BEGIN Input for this task
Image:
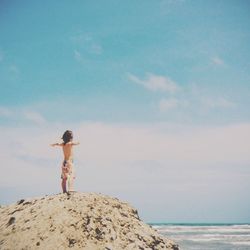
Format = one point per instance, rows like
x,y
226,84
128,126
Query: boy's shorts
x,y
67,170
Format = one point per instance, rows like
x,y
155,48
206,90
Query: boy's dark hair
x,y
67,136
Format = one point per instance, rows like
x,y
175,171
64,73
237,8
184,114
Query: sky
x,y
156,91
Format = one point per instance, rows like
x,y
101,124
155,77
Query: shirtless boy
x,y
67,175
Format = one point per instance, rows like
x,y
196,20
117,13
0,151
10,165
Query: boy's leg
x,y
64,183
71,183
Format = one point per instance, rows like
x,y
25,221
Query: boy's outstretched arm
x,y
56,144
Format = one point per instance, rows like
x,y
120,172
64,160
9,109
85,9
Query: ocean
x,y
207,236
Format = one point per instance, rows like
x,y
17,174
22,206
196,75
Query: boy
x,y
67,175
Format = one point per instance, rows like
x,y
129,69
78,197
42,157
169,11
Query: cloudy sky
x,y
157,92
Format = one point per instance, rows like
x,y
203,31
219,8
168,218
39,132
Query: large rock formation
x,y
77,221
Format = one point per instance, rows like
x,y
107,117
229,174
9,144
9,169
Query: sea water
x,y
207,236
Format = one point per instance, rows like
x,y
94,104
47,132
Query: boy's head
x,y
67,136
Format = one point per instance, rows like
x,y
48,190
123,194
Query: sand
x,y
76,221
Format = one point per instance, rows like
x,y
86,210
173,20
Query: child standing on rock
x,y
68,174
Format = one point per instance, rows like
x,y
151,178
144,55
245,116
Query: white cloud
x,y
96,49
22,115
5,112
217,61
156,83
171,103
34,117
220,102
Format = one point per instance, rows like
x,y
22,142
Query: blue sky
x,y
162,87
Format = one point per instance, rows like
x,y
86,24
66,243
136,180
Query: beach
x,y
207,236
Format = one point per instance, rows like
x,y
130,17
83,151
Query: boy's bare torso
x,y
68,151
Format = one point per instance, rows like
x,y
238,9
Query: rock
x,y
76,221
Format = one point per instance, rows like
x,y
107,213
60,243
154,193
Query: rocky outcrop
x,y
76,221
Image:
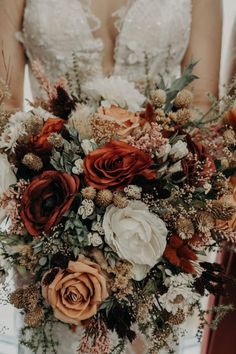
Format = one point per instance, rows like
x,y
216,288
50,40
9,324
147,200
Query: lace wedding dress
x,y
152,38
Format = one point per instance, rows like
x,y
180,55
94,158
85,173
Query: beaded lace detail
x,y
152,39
END Input for this task
BEGIN Input for this task
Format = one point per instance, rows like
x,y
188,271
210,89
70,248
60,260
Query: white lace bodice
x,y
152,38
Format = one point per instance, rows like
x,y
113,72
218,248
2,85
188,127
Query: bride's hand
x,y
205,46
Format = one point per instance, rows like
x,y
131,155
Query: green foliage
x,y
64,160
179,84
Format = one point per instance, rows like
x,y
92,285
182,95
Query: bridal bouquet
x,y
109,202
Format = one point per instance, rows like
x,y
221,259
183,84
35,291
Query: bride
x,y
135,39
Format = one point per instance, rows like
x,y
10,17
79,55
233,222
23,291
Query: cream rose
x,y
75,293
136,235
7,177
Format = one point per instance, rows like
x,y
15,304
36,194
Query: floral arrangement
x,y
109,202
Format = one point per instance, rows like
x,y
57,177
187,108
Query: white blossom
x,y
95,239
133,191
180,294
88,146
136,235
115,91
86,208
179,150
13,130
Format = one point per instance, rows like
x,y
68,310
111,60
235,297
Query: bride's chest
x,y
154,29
END Input for this task
== Job ==
From the material above, pull out each line that contains the string "bride". Matches are case-sensitive.

== Response to this task ==
Query: bride's hand
Query: bride
Query: bride's chest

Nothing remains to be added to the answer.